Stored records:
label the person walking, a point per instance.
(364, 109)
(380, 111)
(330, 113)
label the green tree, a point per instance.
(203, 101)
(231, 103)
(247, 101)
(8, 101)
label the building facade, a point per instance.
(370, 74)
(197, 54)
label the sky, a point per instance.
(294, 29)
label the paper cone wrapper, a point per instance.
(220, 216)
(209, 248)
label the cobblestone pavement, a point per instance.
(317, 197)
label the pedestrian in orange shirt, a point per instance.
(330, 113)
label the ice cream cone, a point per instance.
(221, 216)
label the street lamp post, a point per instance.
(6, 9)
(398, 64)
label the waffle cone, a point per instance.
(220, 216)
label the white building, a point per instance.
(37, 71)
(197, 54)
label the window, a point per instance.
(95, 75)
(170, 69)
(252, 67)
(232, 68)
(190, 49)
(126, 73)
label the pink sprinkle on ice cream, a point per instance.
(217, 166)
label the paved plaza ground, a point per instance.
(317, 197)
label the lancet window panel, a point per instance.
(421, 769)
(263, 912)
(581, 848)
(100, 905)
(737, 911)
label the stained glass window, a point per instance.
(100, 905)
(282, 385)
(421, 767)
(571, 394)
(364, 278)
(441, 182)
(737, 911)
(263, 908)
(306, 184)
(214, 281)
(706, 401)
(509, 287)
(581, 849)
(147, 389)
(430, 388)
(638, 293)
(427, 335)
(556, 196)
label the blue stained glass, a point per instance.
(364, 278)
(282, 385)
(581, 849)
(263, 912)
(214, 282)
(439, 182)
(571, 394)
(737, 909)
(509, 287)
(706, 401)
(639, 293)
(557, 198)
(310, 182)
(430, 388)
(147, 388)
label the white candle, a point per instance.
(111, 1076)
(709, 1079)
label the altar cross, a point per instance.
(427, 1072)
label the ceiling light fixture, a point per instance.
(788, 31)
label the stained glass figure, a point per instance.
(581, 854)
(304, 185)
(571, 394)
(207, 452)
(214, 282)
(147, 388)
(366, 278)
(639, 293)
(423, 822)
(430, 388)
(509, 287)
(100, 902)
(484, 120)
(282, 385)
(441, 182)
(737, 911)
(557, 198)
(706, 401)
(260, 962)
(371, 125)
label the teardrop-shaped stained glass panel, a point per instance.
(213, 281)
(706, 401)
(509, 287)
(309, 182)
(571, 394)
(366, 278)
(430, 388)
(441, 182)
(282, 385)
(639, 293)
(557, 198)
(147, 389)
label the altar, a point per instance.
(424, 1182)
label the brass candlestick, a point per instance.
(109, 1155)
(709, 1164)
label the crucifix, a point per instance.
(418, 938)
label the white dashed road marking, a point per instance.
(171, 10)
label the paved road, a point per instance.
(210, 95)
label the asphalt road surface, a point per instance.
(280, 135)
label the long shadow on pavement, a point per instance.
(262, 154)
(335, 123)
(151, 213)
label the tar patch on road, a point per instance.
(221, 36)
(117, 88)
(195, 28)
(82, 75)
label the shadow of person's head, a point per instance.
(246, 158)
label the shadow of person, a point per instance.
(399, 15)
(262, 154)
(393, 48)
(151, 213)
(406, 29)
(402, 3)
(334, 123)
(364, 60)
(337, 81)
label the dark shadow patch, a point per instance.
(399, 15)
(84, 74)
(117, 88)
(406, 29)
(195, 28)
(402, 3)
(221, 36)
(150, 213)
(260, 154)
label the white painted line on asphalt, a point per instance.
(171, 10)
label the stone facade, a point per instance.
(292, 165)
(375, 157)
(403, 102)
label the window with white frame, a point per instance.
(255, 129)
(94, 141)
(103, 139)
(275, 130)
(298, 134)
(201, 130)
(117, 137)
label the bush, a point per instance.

#### WORK INSTRUCTIONS
The full set of entries should be transcribed exactly.

#### OUTPUT BELOW
label the person walking, a point per instance.
(364, 109)
(380, 111)
(330, 113)
label the green tree, a point per instance.
(203, 101)
(231, 103)
(247, 101)
(8, 101)
label the building facade, a point per instance.
(370, 74)
(197, 54)
label the sky, a point per instance.
(294, 29)
label the paper cone wrapper, a point per instance.
(220, 216)
(209, 248)
label the cobblestone pavement, a point per instance.
(317, 197)
label the pedestrian in orange shirt, a point per instance.
(330, 113)
label the ice cream cone, a point per instance.
(221, 216)
label the street lamp post, a point per instance.
(6, 9)
(398, 64)
label the waffle cone, a point per instance.
(220, 216)
label the white building, a point per instance.
(37, 71)
(197, 54)
label the window, a point per instance.
(95, 75)
(170, 69)
(252, 67)
(232, 68)
(190, 49)
(126, 73)
label the pink sprinkle on ice cream, a point per instance.
(217, 166)
label the paved plaza ground, a point per instance.
(317, 197)
label the lancet window panel, a point per instance.
(421, 769)
(263, 912)
(581, 848)
(100, 905)
(737, 911)
label the stained glass window, a point per instance.
(100, 905)
(282, 385)
(421, 767)
(571, 394)
(364, 278)
(441, 182)
(737, 911)
(263, 908)
(306, 184)
(214, 281)
(706, 401)
(509, 287)
(581, 849)
(147, 389)
(430, 388)
(638, 293)
(427, 335)
(556, 196)
label the blue stained glass, a point per instance.
(364, 278)
(282, 385)
(581, 849)
(263, 912)
(214, 282)
(439, 182)
(571, 394)
(737, 909)
(509, 287)
(706, 401)
(639, 293)
(557, 198)
(310, 182)
(430, 388)
(147, 388)
label the white candle, a point per instance.
(111, 1076)
(709, 1079)
label the altar cross, a point per instance.
(427, 1072)
label the ceiling light fixture, a point per instance.
(788, 31)
label the stained glass figure, a point per instance.
(581, 854)
(304, 185)
(571, 394)
(207, 452)
(214, 282)
(147, 388)
(366, 278)
(639, 293)
(423, 822)
(430, 388)
(509, 287)
(100, 902)
(484, 120)
(282, 385)
(441, 182)
(737, 911)
(557, 198)
(706, 401)
(260, 962)
(371, 125)
label the teardrop-shaped stained glass panel, a point per instance.
(213, 281)
(706, 401)
(509, 287)
(309, 182)
(571, 394)
(366, 278)
(430, 388)
(441, 182)
(282, 385)
(639, 293)
(557, 198)
(147, 389)
label the altar, a point per instance.
(424, 1182)
label the brass candlestick, a point per instance.
(109, 1155)
(709, 1164)
label the crucifix, a point per instance.
(418, 938)
label the white dashed road marking, a point per instance.
(171, 10)
label the paved road, a point per instance.
(210, 95)
label the asphalt road surface, a point per instance.
(280, 135)
label the long shadow on pavement, a point per instance.
(262, 154)
(335, 123)
(151, 213)
label the tar patch on road, a point per instance.
(221, 36)
(117, 88)
(195, 28)
(82, 75)
label the shadow of person's head, a point per instance.
(246, 158)
label the shadow of person, a point per instance.
(399, 15)
(262, 154)
(393, 48)
(151, 213)
(406, 29)
(402, 3)
(334, 123)
(364, 60)
(337, 81)
label the dark shadow patch, a point per instance.
(399, 15)
(84, 74)
(117, 88)
(406, 29)
(195, 28)
(402, 3)
(221, 36)
(150, 213)
(260, 154)
label the white painted line on asphalt, a point per instance.
(171, 10)
label the stone facade, a point per instance.
(292, 165)
(375, 157)
(403, 102)
label the window with white frame, a point per instance.
(255, 129)
(94, 141)
(103, 139)
(275, 130)
(298, 134)
(201, 130)
(117, 137)
label the bush, a point per instance.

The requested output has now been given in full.